(Excerpt provided Opens)

I called and talked with my OB last week. I had my RE send her the copy of his report detailing the scar tissue that has now taken over my uterus. We aren’t currently seeing eye-to-eye on what’s next for me and my body.
What decisions are we allowed to make about our bodies and how do doctors figure out how to ‘do no harm’? I remember one Grey’s Anatomy episode where a guy hates his foot and he wants the doctors to remove it. The doctors say that it’s a perfectly healthy foot, so they refuse him. The guy borrows a chain saw and cuts it off himself so that they are forced to listen to him.
Ok, it’s extreme (and you may be able to convince me that not everything that happened on Grey’s is realistic :)), but I really feel that way about my uterus right now. I want it gone. I have had too many babies die in my uterus, too much pain caused by that organ, and I just want it gone.
Is this such a leap to take? (warning- TMI) If I don’t do anything, the Asherman’s may significantly affect my cycle, I was already struggling with not having any cycle almost 10 weeks post D&C. It’s possible the scar tissue holds in the lining that you should shed each month and that can cause endometriosis (or make endometriosis worse in my case since I already have it). Before these last miscarriages, I had heavy cycles and pain. I was told it would be at least 2 surgeries to try to remove scar tissue and prevent it from returning- on top of months of estrogen therapy (which isn’t good given the endometriosis and family history of cancer). Really, how much more do I have to try to work through with this?
If I don’t do anything, I also worry that I will get pregnant again when I don’t intend to do so. I have gotten pregnant so easily in the past that I don’t trust going without birth control. Between my unknown cause of Recurrent Pregnancy Loss and the scar tissue that’s clouding my uterine cavity, it’s probably almost a 99% chance I would miscarry. I don’t want to leave that as an option. I can’t move on and try to accept my life if that’s still a possibility to miscarry again. The only reason I can accept never getting pregnant again as ‘ok’ is because it brings the benefit of never miscarrying again.
So I just want a hysterectomy. I feel like that will give me closure. I will know with certainty that I can never get pregnant again nor can I miscarry again. We are already walking the journey of surrogacy. I just feel like I will be able to heal better mentally and emotionally. I wouldn’t have to have my ovaries removed, so there wouldn’t be the hormonal effects.

(Excerpt provided Closes)

Extend the blog post about wanting a hysterectomy after repeated miscarriages, picking up right after its last sentence.

(Data extract Opens)

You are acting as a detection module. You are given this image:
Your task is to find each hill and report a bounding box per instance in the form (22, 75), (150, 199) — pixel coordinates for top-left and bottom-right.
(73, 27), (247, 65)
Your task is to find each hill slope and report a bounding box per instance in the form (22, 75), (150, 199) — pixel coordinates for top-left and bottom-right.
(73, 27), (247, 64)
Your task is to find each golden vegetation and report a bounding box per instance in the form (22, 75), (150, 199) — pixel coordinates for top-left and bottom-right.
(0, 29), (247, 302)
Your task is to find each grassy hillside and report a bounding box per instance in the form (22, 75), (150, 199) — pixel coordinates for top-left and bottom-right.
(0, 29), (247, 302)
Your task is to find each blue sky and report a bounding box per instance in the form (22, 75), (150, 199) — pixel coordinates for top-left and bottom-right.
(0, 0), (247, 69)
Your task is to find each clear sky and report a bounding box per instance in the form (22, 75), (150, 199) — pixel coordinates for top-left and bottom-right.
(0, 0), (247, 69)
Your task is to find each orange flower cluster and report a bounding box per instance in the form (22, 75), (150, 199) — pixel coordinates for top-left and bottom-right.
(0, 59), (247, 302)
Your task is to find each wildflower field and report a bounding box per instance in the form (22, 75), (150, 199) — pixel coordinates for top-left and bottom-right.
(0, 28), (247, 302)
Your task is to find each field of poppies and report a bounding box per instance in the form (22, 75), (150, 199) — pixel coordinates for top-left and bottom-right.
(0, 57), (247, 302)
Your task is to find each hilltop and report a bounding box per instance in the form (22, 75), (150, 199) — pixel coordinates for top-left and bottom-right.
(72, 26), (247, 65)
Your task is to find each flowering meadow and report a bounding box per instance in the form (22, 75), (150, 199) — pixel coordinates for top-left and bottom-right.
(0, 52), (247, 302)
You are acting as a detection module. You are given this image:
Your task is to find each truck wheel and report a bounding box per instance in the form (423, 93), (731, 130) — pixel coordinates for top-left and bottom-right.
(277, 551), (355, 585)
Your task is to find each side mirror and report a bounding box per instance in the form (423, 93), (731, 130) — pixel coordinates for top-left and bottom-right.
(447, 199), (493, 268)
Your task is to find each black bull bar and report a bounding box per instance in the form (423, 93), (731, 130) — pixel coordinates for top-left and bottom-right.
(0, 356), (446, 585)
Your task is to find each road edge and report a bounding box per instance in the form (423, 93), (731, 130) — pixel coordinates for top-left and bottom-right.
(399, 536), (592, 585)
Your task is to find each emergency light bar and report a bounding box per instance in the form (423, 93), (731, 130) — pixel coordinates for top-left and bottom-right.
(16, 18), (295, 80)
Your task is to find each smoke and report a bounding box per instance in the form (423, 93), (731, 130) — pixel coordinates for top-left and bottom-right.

(Data extract Closes)

Output for this task:
So, when I even broach the topic of preventing pregnancy with my OB, she said would not even consent to tying my tubes yet. That kind of blew me away. I know that a hysterectomy is a drastic move, but she won’t even consent to tying my tubes? She reminded me that I only have one child (um, thanks, like I don’t think about this 2,000 times a day) and I’m still ‘young’. Ok, I’m getting extremely close to advanced maternal age, so I hardly put myself in the category of young.
So when do I get some choice over what happens in my body? The really f’ed up thing is that my husband could go into a clinic and schedule a vasectomy tomorrow with great ease. And I could choose to have multiple surgeries on my uterus if I wanted to remove scar tissue, but I’m not allowed to have surgery to remove it? Or to make a step in the direction of never getting pregnant again? I don’t want birth control or an IUD, I hate the hormones and weight gain and I just want to start letting my body heal and move into a new chapter.
I know, most women who have to have a hysterectomy didn’t want one and they had no choice in the matter, so I’m a very odd duck. Are there lots of people out there who wanted hysterectomies and then regretted them horribly later? Were they removing a very broken uterus or a functioning one? Anyone with thoughts on this to help me out? I don’t know what my next move on this should be- I guess a consult with a different OB/surgeon will have to be next. And it’s not like I want to do this tomorrow as a knee-jerk reaction or because I’m depressed or not grieving well or whatever. But I feel like waiting a year or so should be more than enough to say this is not just a quick, bad decision and that at the very least my OB should tie my tubes even if she won’t remove the scarred coffin inside my abdomen.